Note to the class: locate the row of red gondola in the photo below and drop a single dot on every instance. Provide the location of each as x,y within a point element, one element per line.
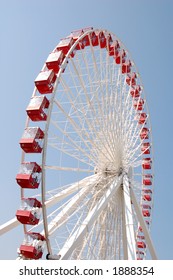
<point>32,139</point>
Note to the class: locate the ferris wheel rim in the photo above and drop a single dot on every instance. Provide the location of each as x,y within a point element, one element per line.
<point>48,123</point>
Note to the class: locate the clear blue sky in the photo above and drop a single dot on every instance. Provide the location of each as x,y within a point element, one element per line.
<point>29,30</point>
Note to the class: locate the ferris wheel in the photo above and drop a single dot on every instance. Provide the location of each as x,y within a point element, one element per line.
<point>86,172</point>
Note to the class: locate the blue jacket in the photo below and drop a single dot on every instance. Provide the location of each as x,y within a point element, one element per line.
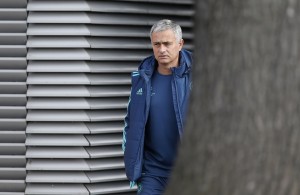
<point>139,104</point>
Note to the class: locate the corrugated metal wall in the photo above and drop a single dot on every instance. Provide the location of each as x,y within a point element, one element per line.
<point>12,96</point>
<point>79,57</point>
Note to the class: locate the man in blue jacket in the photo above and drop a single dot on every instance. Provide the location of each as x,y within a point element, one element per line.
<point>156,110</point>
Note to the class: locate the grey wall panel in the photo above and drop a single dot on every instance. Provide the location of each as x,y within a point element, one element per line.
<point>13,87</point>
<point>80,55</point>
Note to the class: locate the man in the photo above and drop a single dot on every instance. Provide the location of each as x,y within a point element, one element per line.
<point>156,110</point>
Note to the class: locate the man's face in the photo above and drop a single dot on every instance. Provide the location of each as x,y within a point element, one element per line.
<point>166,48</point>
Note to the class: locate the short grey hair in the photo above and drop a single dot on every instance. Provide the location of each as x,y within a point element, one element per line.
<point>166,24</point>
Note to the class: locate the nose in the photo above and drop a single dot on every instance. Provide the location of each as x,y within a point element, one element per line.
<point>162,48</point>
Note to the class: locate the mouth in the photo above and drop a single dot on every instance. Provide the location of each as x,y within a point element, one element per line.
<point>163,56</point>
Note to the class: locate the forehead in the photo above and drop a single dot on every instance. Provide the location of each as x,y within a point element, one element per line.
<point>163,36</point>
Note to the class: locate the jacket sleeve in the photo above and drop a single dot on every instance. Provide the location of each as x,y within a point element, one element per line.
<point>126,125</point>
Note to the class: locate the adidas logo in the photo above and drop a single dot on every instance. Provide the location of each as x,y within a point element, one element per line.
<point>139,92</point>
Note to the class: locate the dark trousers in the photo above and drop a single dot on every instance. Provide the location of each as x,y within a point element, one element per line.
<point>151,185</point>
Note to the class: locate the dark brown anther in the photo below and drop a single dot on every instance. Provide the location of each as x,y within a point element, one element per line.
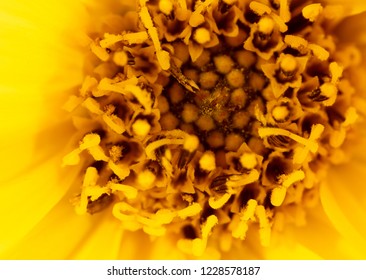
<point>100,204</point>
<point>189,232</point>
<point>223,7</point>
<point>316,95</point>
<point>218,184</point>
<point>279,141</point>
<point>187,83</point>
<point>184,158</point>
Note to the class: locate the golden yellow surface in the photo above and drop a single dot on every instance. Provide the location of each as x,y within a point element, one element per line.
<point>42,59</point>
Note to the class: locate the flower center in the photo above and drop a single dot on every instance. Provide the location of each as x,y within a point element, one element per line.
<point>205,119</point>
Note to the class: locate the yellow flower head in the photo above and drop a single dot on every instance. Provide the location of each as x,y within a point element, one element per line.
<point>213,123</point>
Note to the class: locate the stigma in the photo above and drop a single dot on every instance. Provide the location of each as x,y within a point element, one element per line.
.....
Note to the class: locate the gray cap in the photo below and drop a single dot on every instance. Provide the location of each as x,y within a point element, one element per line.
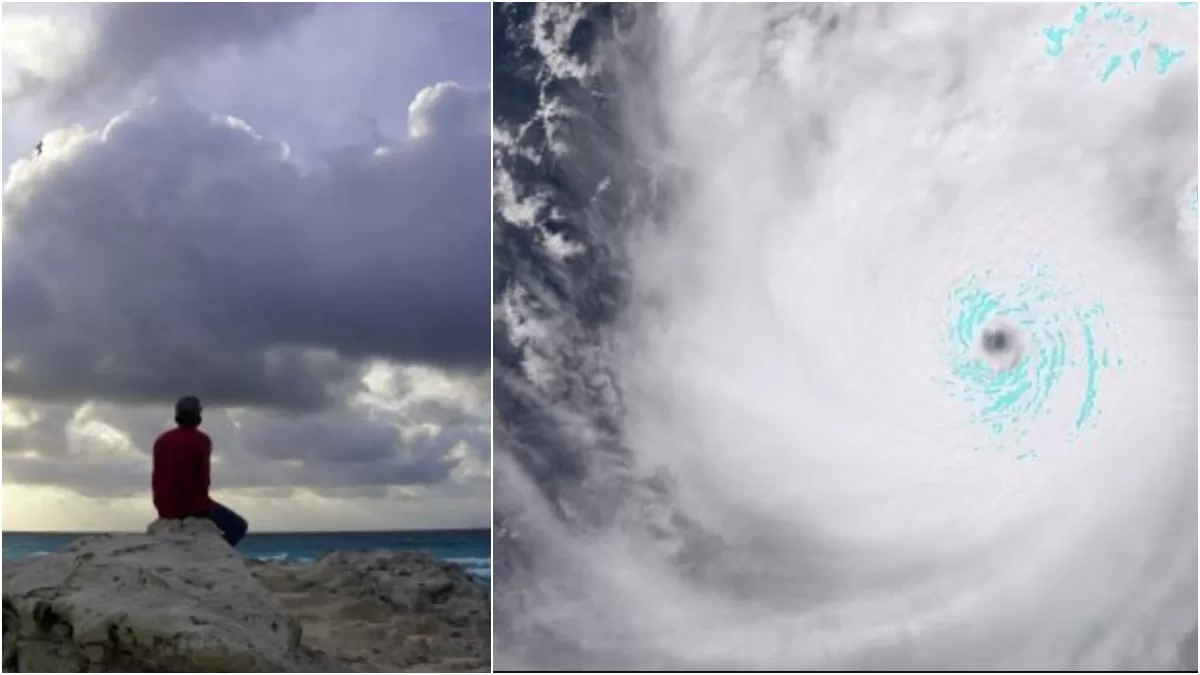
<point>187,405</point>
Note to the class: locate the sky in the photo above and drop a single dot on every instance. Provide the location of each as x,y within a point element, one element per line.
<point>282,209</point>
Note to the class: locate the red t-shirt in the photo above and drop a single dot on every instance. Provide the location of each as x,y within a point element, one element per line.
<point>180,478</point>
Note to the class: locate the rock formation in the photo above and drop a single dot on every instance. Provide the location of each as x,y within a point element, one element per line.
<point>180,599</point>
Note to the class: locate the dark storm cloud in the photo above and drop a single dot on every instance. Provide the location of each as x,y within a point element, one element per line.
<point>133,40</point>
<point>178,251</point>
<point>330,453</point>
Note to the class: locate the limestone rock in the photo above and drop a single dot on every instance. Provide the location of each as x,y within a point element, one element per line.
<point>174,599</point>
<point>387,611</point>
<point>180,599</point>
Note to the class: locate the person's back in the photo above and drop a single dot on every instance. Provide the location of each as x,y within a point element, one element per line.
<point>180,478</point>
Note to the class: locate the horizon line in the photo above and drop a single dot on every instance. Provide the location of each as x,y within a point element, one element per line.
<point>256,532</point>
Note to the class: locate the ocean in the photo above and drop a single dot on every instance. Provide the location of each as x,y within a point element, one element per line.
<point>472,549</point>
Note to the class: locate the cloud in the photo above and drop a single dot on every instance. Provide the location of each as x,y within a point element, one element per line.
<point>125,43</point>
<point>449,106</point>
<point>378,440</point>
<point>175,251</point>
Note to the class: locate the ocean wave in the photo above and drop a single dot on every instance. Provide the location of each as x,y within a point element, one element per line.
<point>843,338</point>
.....
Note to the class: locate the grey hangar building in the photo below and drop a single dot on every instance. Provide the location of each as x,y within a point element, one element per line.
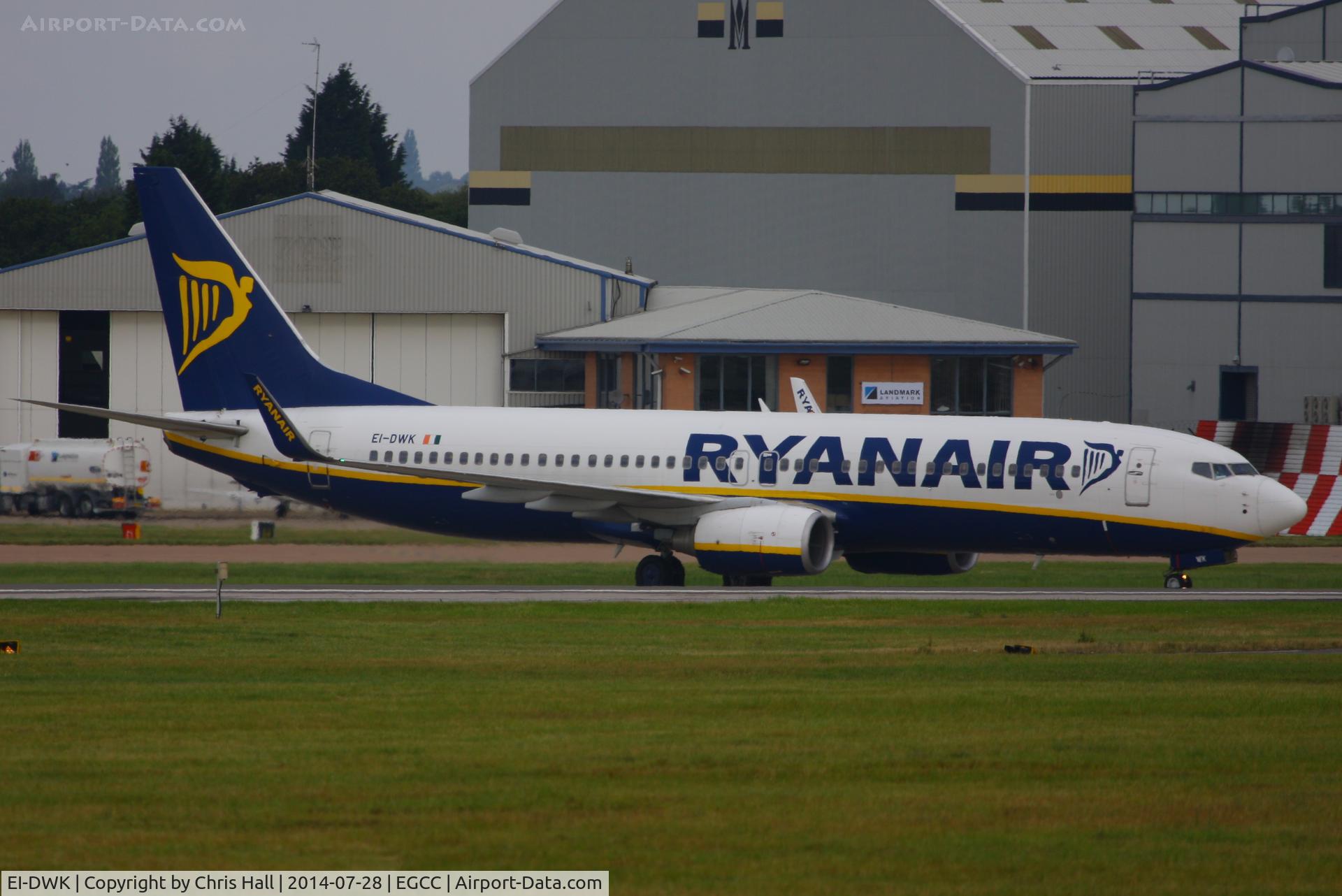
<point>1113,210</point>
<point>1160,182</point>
.....
* [What is being asked]
Convert the lines of the listing from the line containing "Note to the class: locate the blue" to the line containing "<point>166,24</point>", both included, into a Markdown table with the columns Row and Line. Give each line its own numbered row, skip blank lines, and leave out the pictures.

* [Exercise response]
| Row | Line |
|---|---|
| 1 | Note to the class: locate the blue jacket in the photo below and drop a single dot on every instance. Provide the location of each as x,y within a point element, one element per line. |
| 2 | <point>139,104</point> |
| 3 | Note to the class: locate the corrugated metal wall in the photo above and drop a single dot on every instance. Provide the location of each as x,y within a point element, one element per line. |
| 4 | <point>12,96</point> |
| 5 | <point>79,57</point> |
| 6 | Note to the class: locate the man in blue jacket in the photo above and drop a single dot on every instance. Provide the location of each as x,y within a point element, one element per line. |
| 7 | <point>156,110</point> |
| 8 | Note to the class: locate the grey wall panel in the photo above and drop a single dot on every instance. Provide the location of each as x,y within a point element, one element per line. |
| 9 | <point>13,87</point> |
| 10 | <point>80,55</point> |
| 11 | Note to the class: locate the man in the photo above and drop a single dot on every instance. Provide the location of each as x,y within a point element, one element per line. |
| 12 | <point>156,110</point> |
| 13 | Note to the class: locate the man's face in the photo above and drop a single dot on every instance. Provide the location of each as x,y within a point element, one element per line. |
| 14 | <point>166,48</point> |
| 15 | Note to the class: locate the short grey hair in the photo above and drop a single dot on every instance. Provide the location of each as x,y within a point element, one element per line. |
| 16 | <point>166,24</point> |